#### THE DATA:
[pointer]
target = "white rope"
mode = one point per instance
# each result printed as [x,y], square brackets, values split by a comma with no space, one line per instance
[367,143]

#### PROBLEM DESCRIPTION:
Rewrite the records above with every "white rope" changed to "gray rope", leaving all else as it is.

#### PROBLEM SOLUTION:
[pointer]
target = "gray rope"
mode = one point per instance
# each result printed as [x,y], square brackets, values split by a comma with no space, one line per instance
[367,143]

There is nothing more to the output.